By Zach Royer
When KRG visited MacKenzie State Park in 2013, we had our fair share of paranormal activity take place: lights on our ion detector blinking in response to our yes or no questions, a few reasonable spikes on the Mel Meter and even a few phrases on the Spirit Box.
But the most substantial piece of evidence we collected had to be this sequence of three photos that I took of what appears to be an apparition forming right before the camera.
What we didn't record on film was our 30 minute conversation with a spirit named Louie, whom, according to our sensitive, died from poor conditions during the construction of the park. It's a well documented fact that prison laborers were used to build the park.
Our group revisited the park a couple months after our first initial visit, and spent the night. The park has really nice new campgrounds and new facilities, great for a weekend getaway, so our stay was actually quite pleasant.
A detailed account of the full investigation can be read here: http://www.kahunaresearchgroup.org/case-log/krg-investigates-mackenzie-state-park
Overnight Campout at MacKenzie State Park
If you would like to join us for an overnight "investigation slash camp out" at MacKenzie State Park, we're planning on taking groups once a month to the park for a night of history and mystery. Explore MacKenzie with real paranormal investigators! Who knows what we'll capture on film this time?!

• • • • •

Directions:
A. From the MacKenzie State Park post, list every device that showed a response during the 2013 visit.
B. Turn the paragraph of the MacKenzie State Park post beginning "Our group revisited the park" into a short bulleted list that keeps its main facts.
C. In the MacKenzie State Park post, replace "photos" with "pictures" in the passage from "By Zach Royer" to "before the camera.", and give that passage with the change.
The material after this point has no connection to the MacKenzie State Park post.

Recorded information:
• • • • •

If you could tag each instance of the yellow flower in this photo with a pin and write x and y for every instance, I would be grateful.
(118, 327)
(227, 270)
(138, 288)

• • • • •

Replies:
A.
- Ion detector
- Mel Meter
- Spirit Box

B.
- The group returned to the park a couple of months after the first visit and stayed overnight.
- The park has new campgrounds and facilities, suitable for a weekend getaway.
- The stay was quite pleasant.

C.
By Zach Royer
When KRG visited MacKenzie State Park in 2013, we had our fair share of paranormal activity take place: lights on our ion detector blinking in response to our yes or no questions, a few reasonable spikes on the Mel Meter and even a few phrases on the Spirit Box.
But the most substantial piece of evidence we collected had to be this sequence of three pictures that I took of what appears to be an apparition forming right before the camera.